* GOAL:
Write out, word for word, every line from the one containing "For every instance of the license" through the last line of the records below, both ends included.

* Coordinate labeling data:
◆ ◆ ◆

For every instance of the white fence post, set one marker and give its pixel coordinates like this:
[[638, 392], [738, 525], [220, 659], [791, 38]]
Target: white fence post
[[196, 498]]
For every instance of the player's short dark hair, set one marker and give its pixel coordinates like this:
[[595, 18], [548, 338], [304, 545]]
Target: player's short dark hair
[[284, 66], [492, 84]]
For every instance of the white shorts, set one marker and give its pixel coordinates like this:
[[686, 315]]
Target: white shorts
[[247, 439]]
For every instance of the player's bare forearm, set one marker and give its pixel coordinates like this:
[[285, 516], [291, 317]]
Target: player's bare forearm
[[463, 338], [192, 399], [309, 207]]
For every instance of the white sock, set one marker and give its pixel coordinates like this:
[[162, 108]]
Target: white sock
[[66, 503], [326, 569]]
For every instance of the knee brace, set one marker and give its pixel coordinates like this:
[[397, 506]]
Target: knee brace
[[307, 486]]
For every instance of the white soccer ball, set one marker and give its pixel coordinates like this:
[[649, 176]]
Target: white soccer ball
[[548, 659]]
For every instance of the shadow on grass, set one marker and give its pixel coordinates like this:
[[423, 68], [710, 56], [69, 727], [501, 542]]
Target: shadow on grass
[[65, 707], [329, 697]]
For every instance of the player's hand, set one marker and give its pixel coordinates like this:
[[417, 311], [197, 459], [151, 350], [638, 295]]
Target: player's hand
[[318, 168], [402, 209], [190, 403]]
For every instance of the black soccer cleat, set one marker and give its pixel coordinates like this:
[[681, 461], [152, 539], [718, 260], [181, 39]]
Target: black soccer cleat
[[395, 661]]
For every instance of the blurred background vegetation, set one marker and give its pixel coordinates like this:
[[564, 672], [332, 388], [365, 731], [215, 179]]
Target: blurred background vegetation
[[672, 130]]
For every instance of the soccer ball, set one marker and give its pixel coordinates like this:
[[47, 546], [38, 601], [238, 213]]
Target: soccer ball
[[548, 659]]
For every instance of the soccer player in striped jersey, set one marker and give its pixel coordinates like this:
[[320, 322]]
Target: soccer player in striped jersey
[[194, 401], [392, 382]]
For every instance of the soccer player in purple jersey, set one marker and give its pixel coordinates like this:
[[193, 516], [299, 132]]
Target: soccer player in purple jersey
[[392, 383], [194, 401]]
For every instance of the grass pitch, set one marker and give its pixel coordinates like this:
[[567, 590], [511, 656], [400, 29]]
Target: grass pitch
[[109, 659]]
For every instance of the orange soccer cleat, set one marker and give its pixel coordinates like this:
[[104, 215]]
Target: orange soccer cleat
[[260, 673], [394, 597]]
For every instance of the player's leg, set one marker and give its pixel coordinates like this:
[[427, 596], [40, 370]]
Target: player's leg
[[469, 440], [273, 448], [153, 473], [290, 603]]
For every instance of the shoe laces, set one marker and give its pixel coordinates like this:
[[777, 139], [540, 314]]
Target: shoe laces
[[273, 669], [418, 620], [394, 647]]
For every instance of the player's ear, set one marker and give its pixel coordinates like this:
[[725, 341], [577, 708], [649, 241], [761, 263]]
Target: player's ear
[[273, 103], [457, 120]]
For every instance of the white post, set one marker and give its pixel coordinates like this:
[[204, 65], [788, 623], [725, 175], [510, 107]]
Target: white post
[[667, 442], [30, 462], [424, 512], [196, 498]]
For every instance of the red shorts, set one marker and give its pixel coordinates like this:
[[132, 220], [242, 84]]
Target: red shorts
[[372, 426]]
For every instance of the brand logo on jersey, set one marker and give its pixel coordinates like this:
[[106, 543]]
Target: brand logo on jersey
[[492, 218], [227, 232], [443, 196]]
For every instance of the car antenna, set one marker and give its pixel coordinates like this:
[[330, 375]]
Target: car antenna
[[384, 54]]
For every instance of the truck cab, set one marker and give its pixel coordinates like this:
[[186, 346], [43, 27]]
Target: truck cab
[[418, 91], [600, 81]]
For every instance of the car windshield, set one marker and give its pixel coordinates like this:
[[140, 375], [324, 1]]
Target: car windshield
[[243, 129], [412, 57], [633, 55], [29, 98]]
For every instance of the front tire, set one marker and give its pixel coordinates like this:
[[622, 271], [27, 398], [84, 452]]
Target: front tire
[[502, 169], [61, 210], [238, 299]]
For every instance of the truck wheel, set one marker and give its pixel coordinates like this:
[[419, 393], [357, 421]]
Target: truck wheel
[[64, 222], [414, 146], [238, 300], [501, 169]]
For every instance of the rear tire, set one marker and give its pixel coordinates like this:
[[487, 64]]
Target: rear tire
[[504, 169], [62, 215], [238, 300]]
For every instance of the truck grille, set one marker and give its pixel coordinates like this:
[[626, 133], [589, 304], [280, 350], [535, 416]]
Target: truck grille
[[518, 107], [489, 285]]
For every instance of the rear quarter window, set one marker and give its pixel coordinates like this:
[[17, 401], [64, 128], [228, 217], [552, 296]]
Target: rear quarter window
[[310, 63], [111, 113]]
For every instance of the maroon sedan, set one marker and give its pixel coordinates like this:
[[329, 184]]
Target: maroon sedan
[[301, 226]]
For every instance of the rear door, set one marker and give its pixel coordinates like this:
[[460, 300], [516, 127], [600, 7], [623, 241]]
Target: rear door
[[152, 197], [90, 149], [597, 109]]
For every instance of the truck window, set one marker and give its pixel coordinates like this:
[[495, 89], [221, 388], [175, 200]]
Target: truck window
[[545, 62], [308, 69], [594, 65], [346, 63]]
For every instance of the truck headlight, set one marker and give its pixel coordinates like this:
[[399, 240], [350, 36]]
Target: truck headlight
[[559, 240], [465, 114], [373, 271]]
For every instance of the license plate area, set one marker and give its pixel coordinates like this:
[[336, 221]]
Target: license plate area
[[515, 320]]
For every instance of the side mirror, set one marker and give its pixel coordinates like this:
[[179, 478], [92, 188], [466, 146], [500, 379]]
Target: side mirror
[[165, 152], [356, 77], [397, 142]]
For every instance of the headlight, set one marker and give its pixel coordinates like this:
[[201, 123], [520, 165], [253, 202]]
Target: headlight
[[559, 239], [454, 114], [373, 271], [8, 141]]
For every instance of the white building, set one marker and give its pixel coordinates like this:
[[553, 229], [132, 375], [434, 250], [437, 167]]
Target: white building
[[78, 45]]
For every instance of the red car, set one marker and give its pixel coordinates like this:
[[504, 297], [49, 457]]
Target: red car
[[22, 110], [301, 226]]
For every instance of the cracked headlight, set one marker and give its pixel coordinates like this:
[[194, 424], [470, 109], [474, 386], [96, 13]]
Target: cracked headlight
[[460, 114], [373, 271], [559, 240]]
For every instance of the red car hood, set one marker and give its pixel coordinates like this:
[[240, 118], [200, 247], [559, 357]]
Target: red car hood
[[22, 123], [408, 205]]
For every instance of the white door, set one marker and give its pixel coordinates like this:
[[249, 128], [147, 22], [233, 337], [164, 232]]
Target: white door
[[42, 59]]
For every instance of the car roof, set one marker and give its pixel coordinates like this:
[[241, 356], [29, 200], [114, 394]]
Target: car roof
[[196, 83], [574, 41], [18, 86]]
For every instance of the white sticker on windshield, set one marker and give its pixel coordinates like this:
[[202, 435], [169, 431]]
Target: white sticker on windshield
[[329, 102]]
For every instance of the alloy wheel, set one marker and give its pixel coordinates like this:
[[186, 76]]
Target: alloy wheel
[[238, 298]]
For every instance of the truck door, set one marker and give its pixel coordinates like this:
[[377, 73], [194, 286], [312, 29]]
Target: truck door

◆ ◆ ◆

* RESPONSE TO THE EXERCISE:
For every instance of the license plate area, set one marker and give its pixel coordinates like this:
[[336, 221]]
Target: license plate area
[[515, 320]]
For every instance of the side mirror, set one marker and give its pixel coordinates like this:
[[179, 478], [92, 188], [466, 146], [500, 379]]
Target: side mirror
[[165, 152], [356, 77], [397, 142]]
For every instance of the headlight, set one marker and give its pixel coordinates like this:
[[201, 123], [520, 165], [253, 202]]
Target: headlight
[[559, 239], [454, 114], [373, 271], [8, 141]]
For every instance of the white building, set one marker and give its pixel coordinates like this:
[[553, 229], [132, 375], [434, 250], [437, 167]]
Target: white building
[[78, 45]]
For every instance of the red car, set one marker and give its pixel coordinates like this:
[[504, 297], [49, 457]]
Target: red car
[[22, 110], [301, 226]]
For every instance of the cracked headlight, set one marker and give its pixel coordinates like this:
[[194, 424], [470, 109], [474, 386], [96, 13]]
Target: cracked headlight
[[460, 114], [373, 271], [559, 240]]
For every instance of the red car hood, set one marker and give its pixel coordinates like this:
[[240, 118], [200, 247], [559, 357]]
Target: red car hood
[[22, 123], [408, 205]]
For every instance of the white door, set one marker and give its pixel coordinates like this:
[[249, 128], [147, 22], [233, 337], [164, 232]]
Target: white door
[[42, 59]]
For every instance of the car roof, set one marker and give its pixel coordinates like this:
[[241, 356], [29, 200], [114, 394]]
Target: car roof
[[196, 83], [574, 41], [18, 86]]
For every instance of the white sticker on windshield, set one marker and give its pixel coordinates like this:
[[202, 435], [169, 431]]
Target: white sticker on windshield
[[329, 102]]
For every instance of the alloy wheel, set one marker and give its pixel coordinates like this:
[[186, 76]]
Target: alloy wheel
[[238, 298]]
For every instance of the truck door, set one marker and give its pixel coordinates like this:
[[377, 73], [194, 286], [312, 29]]
Target: truck door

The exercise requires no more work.